- **WORK ORDER**: A faithful copy of the whole listing is required, with nothing left out.

· · · ·

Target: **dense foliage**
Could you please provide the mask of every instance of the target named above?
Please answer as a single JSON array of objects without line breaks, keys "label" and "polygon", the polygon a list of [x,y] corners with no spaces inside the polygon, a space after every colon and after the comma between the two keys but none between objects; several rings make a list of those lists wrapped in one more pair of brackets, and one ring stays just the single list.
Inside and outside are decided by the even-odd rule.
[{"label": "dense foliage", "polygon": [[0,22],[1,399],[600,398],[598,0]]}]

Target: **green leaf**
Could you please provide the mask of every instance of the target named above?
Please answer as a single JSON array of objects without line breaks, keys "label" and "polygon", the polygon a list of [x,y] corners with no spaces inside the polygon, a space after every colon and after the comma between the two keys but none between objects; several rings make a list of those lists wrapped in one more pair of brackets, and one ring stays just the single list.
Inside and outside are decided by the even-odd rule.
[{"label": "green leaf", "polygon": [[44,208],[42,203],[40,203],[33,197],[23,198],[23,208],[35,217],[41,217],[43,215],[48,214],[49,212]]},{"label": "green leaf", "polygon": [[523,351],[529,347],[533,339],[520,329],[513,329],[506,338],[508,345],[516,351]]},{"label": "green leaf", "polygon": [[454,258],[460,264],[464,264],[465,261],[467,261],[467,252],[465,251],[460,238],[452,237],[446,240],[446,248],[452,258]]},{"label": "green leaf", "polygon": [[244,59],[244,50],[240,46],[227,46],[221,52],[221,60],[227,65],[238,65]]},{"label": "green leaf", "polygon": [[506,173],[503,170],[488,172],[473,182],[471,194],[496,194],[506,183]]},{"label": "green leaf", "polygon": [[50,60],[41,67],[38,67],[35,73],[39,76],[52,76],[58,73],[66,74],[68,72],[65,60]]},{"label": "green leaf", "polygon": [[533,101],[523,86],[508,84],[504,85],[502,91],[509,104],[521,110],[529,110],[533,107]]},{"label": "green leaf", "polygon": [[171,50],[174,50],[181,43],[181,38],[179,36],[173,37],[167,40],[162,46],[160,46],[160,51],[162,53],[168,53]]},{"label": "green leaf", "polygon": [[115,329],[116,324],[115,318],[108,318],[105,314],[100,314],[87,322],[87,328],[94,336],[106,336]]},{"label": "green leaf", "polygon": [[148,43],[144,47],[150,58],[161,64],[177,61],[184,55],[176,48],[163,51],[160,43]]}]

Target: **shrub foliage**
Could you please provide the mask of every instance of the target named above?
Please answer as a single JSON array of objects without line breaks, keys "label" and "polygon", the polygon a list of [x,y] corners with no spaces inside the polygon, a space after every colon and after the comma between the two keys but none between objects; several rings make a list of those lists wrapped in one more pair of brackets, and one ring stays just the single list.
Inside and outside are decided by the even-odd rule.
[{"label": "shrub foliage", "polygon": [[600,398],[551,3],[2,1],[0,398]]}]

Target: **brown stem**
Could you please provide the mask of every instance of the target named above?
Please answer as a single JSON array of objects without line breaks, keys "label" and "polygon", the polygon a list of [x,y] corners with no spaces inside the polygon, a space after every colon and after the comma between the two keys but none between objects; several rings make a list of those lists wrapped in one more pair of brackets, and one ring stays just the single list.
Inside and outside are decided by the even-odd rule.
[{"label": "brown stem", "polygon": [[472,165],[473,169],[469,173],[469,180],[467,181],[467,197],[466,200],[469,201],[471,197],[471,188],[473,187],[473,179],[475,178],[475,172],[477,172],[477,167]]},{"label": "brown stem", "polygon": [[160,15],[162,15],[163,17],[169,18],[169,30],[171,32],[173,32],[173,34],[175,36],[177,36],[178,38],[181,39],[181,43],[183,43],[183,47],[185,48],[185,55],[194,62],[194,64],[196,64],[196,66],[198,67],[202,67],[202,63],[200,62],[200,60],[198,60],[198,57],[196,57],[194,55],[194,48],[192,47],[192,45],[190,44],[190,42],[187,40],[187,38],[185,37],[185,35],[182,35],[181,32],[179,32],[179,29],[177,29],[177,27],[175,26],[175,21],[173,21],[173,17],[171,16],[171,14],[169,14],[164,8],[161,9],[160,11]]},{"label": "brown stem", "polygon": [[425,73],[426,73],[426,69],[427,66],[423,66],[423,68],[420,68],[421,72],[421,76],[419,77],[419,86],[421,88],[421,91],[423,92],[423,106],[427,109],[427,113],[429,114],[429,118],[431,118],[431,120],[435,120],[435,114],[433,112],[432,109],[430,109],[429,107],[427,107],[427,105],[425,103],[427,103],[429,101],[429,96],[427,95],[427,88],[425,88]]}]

· · · ·

- **RESULT**:
Target: **dense foliage**
Could you please provide the mask of every instance of the target named above?
Please answer as a single JSON array of objects without line breaks, keys "label" and "polygon", the polygon a list of [x,y] corners with no spaces inside the polygon, a space after every colon and after the comma between the two keys but none between objects; several rings make a list of those lists wrapped in one more pair of brackets, and one ring stays just the single list.
Inside and outside are decided by the even-odd rule.
[{"label": "dense foliage", "polygon": [[0,22],[1,399],[600,398],[598,0]]}]

Target: **green leaf**
Could you please provide the mask of every instance of the target named above?
Please answer as a single JSON array of objects without line breaks, keys "label" and "polygon", the polygon a list of [x,y] corners with no spaces inside the polygon, a space after every colon and after the comma between the two keys but none between objects; several rings make a list of those lists wrapped in one more pair of brackets, and one ring stays just the single list.
Inside and outside are decided by the even-odd rule.
[{"label": "green leaf", "polygon": [[44,208],[42,203],[40,203],[33,197],[23,198],[23,208],[35,217],[41,217],[43,215],[48,214],[49,212]]},{"label": "green leaf", "polygon": [[523,351],[529,347],[533,339],[520,329],[513,329],[506,338],[508,345],[516,351]]},{"label": "green leaf", "polygon": [[454,258],[460,264],[464,264],[465,261],[467,261],[467,252],[465,251],[460,238],[452,237],[446,240],[446,248],[452,258]]},{"label": "green leaf", "polygon": [[244,59],[244,50],[240,46],[227,46],[221,52],[221,60],[227,65],[238,65]]},{"label": "green leaf", "polygon": [[506,173],[503,170],[488,172],[473,182],[471,194],[496,194],[506,183]]},{"label": "green leaf", "polygon": [[50,60],[41,67],[38,67],[35,73],[39,76],[52,76],[58,73],[66,74],[68,72],[65,60]]},{"label": "green leaf", "polygon": [[533,101],[523,86],[508,84],[504,85],[502,91],[509,104],[521,110],[529,110],[533,107]]},{"label": "green leaf", "polygon": [[171,50],[174,50],[181,43],[181,38],[179,36],[173,37],[167,40],[162,46],[160,46],[160,51],[162,53],[168,53]]},{"label": "green leaf", "polygon": [[115,329],[116,324],[115,318],[108,318],[105,314],[100,314],[87,322],[87,328],[94,336],[106,336]]},{"label": "green leaf", "polygon": [[148,43],[144,47],[150,58],[161,64],[177,61],[184,55],[176,48],[163,51],[160,43]]}]

Target: **shrub foliage**
Could you please provide the mask of every instance of the target named above?
Please answer as a single JSON array of objects without line breaks, keys "label" and "polygon", the polygon a list of [x,y] corners with no spaces inside the polygon, a space after every colon and after the comma between the two keys but none between objects; several rings make a list of those lists wrapped in one more pair of brackets, and one ring stays just the single list.
Inside and outside are decided by the even-odd rule.
[{"label": "shrub foliage", "polygon": [[600,398],[551,3],[2,1],[0,398]]}]

Target: **brown stem**
Could you please provide the mask of every instance of the target named above?
Please answer as a single JSON array of objects without line breaks, keys "label" and "polygon", the polygon a list of [x,y] corners with no spaces inside the polygon, a space after every colon and after the comma between the two keys but none between objects; several rings make a list of those lists wrapped in one more pair of brackets, and one ring stays just the single list.
Inside and outside are decided by the even-odd rule.
[{"label": "brown stem", "polygon": [[472,165],[473,169],[469,173],[469,180],[467,181],[467,197],[466,200],[469,201],[471,197],[471,188],[473,187],[473,179],[475,178],[475,172],[477,172],[477,167]]},{"label": "brown stem", "polygon": [[160,15],[162,15],[163,17],[169,18],[169,30],[171,32],[173,32],[173,34],[175,36],[177,36],[178,38],[181,39],[181,43],[183,43],[183,47],[185,48],[185,55],[194,62],[194,64],[196,64],[196,66],[198,67],[202,67],[202,63],[200,62],[200,60],[198,60],[198,57],[196,57],[194,55],[194,48],[192,47],[192,45],[190,44],[190,42],[187,40],[187,38],[185,37],[185,35],[182,35],[181,32],[179,32],[179,29],[177,29],[177,27],[175,26],[175,21],[173,21],[173,17],[171,16],[171,14],[169,14],[164,8],[161,9],[160,11]]},{"label": "brown stem", "polygon": [[425,73],[426,73],[426,69],[427,66],[423,66],[423,68],[420,68],[421,72],[421,76],[419,77],[419,86],[421,88],[421,91],[423,92],[423,106],[427,109],[427,113],[429,114],[429,118],[431,118],[431,120],[435,120],[435,114],[433,112],[432,109],[430,109],[429,107],[427,107],[427,105],[425,103],[427,103],[429,101],[429,96],[427,95],[427,88],[425,88]]}]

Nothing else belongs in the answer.